Return exactly the span of lines that opens with the line containing "Mark a dot on every instance of the shrub" and closes with the last line of the data, inclusive.
◇ ◇ ◇ ◇ ◇
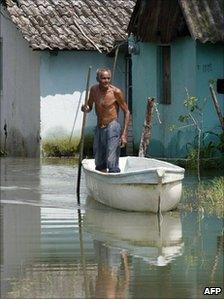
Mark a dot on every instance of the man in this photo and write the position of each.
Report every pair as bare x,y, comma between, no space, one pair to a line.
108,137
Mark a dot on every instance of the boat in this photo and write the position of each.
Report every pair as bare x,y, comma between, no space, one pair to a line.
156,239
143,185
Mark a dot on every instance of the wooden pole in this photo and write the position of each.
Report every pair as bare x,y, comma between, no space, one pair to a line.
146,132
115,63
217,107
82,138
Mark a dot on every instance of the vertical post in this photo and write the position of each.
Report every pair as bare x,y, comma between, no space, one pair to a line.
82,138
146,132
217,107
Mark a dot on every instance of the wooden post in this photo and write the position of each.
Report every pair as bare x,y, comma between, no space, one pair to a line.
82,138
146,133
217,107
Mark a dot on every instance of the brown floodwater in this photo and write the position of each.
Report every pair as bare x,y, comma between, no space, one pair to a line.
51,247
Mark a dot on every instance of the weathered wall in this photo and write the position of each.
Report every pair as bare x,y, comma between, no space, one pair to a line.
188,71
63,83
210,67
20,97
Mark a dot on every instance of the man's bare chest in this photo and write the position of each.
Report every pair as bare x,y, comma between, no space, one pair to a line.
105,100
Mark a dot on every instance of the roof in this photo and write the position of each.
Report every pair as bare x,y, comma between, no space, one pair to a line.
72,24
163,21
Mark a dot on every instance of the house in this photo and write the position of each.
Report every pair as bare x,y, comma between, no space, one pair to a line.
19,91
69,36
177,48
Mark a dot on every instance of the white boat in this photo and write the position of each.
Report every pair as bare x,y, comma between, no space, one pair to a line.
144,184
155,239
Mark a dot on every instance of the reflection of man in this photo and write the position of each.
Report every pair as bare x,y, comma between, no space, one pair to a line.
108,137
113,272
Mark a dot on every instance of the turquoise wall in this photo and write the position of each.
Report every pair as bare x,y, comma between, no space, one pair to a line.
186,55
210,66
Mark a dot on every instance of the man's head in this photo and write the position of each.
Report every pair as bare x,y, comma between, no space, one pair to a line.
103,76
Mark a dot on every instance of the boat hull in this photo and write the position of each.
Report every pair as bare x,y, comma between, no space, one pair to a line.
141,196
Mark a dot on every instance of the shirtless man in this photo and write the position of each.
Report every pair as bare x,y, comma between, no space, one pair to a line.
108,136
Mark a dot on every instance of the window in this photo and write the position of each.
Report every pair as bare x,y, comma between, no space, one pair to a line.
164,76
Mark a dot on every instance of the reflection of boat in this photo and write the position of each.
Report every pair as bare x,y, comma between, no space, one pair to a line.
157,239
142,185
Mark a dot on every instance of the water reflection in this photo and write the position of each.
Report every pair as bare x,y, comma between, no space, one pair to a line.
46,252
156,239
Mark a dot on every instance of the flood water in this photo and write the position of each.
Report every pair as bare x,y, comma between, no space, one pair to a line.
53,248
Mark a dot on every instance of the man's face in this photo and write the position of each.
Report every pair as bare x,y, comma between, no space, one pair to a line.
104,79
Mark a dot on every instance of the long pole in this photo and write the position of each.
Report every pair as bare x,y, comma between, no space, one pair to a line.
82,138
146,132
217,107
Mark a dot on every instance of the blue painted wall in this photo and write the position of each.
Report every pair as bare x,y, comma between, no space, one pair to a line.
186,56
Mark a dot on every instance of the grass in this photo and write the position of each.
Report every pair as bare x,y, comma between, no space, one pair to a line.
208,198
62,147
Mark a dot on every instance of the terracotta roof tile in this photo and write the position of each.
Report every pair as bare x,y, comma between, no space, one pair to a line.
72,24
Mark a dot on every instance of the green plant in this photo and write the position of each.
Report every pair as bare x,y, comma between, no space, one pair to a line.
208,197
60,147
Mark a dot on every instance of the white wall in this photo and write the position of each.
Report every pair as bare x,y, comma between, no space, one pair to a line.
20,97
63,83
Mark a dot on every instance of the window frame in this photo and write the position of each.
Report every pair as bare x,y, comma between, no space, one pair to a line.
164,74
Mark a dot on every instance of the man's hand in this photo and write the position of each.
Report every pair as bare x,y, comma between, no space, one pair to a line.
123,140
85,108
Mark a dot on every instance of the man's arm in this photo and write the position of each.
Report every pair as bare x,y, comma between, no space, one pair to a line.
122,103
89,106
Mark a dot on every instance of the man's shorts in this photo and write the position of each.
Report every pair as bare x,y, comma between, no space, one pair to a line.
106,147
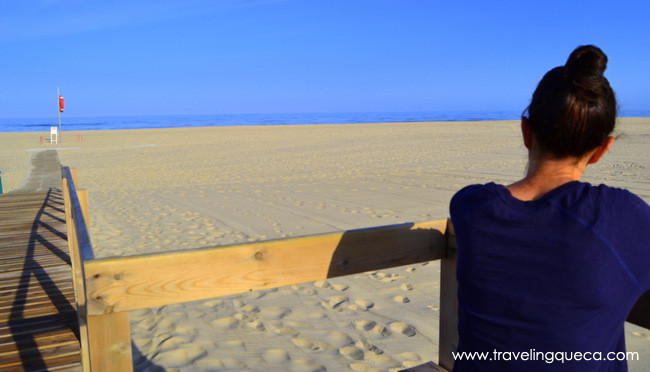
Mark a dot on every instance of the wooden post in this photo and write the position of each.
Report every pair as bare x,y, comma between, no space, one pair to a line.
82,194
77,276
448,303
110,349
73,172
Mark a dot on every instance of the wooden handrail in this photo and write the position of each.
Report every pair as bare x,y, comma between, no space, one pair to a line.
106,289
129,283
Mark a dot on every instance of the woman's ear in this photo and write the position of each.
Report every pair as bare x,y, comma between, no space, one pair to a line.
526,133
601,150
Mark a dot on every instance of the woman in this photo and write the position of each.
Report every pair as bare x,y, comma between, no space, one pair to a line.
549,267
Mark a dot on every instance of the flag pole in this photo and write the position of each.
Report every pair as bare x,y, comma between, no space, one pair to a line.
58,107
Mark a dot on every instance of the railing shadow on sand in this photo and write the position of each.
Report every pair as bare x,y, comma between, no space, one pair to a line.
107,289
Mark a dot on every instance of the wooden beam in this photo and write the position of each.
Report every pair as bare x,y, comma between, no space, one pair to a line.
448,341
77,276
122,284
110,349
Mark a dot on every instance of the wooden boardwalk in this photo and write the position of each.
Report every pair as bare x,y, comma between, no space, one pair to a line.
38,321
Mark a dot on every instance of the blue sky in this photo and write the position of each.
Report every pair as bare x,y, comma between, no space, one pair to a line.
118,57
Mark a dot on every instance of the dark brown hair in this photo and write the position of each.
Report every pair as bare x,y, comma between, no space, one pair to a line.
573,109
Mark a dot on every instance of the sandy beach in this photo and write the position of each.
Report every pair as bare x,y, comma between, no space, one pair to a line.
171,189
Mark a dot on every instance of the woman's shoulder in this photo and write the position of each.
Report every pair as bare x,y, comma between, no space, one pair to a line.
612,196
603,205
473,196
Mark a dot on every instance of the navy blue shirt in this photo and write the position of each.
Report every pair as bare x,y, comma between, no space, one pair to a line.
556,274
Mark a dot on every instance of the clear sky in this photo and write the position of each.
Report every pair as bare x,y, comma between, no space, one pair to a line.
119,57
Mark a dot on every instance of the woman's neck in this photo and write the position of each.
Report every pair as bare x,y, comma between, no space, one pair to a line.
545,174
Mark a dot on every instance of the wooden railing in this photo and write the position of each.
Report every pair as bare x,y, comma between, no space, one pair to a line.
107,289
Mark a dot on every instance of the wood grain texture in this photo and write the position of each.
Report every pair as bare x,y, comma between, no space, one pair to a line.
38,324
123,284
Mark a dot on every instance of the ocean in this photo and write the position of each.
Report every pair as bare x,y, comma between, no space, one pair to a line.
218,120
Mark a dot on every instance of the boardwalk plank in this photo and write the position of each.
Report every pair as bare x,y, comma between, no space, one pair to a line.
38,321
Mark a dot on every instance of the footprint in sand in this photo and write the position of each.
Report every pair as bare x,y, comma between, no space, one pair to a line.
287,331
301,365
336,301
275,312
275,356
180,357
363,304
338,338
364,325
380,331
401,299
315,346
384,362
225,323
360,367
352,352
251,308
403,328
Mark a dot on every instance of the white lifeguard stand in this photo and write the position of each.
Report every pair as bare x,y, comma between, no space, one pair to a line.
54,135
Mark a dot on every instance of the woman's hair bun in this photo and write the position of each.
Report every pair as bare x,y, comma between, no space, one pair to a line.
585,68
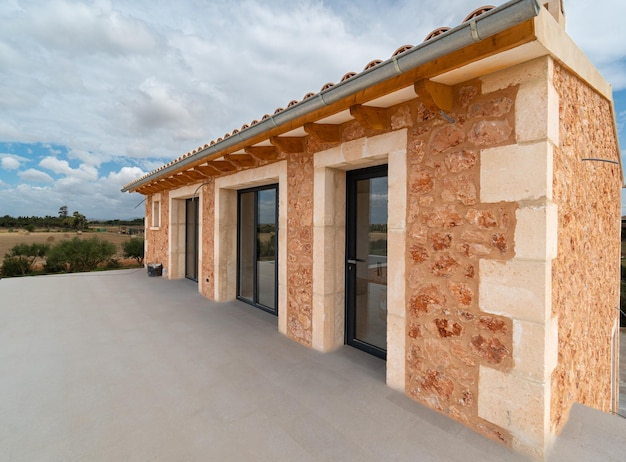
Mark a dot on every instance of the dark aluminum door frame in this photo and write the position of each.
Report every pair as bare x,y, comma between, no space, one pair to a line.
249,288
191,238
354,259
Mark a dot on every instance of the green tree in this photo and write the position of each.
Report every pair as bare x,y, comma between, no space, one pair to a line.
20,260
134,248
78,221
77,255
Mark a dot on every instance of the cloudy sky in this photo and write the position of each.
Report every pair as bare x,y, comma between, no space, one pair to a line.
94,94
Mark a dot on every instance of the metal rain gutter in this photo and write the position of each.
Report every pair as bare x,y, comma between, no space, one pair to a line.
487,24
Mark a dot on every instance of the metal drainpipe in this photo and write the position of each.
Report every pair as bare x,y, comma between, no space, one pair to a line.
497,20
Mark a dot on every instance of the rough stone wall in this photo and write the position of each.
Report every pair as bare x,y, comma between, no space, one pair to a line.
448,232
207,287
157,238
300,247
585,274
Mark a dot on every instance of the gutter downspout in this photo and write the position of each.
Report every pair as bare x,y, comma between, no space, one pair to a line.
487,24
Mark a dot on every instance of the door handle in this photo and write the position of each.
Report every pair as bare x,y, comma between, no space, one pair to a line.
354,261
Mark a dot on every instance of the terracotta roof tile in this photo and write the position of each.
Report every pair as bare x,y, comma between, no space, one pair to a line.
478,12
372,63
348,75
436,32
402,49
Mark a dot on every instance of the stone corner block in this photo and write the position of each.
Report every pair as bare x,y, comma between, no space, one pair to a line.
516,173
519,289
536,232
518,405
535,349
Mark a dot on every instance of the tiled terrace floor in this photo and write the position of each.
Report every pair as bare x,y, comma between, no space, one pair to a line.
121,367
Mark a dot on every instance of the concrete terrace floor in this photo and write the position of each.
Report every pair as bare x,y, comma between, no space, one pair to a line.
118,366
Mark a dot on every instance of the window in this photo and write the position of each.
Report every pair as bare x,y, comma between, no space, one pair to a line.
156,213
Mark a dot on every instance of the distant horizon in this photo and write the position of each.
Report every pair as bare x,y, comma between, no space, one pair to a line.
95,95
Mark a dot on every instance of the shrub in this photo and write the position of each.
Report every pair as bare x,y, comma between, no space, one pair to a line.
134,248
79,255
14,266
19,261
113,263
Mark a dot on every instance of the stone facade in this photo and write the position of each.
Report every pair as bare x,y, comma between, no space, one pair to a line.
300,248
449,231
207,199
157,238
589,216
503,241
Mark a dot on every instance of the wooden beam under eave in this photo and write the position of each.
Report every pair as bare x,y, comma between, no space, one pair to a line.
◇ ◇ ◇ ◇ ◇
CORRECT ANSWER =>
Mark a dot on every instance of the shrub in this photo and write the position of each.
Report every pair as bare x,y, comma between, no space, one pair to a line.
134,248
79,255
14,266
19,261
113,263
Mark a dot on every instance of the stone facade in this photo and write the position of each.
Report every pair as bare x,y, comma between, no space, one pair to a line.
300,248
449,231
207,199
157,238
589,216
503,241
Mark a dot on every instance of the wooden beam under eave in this photo and write the position of each.
Report every pair as bare x,y, comma between, no space, one pair to a line.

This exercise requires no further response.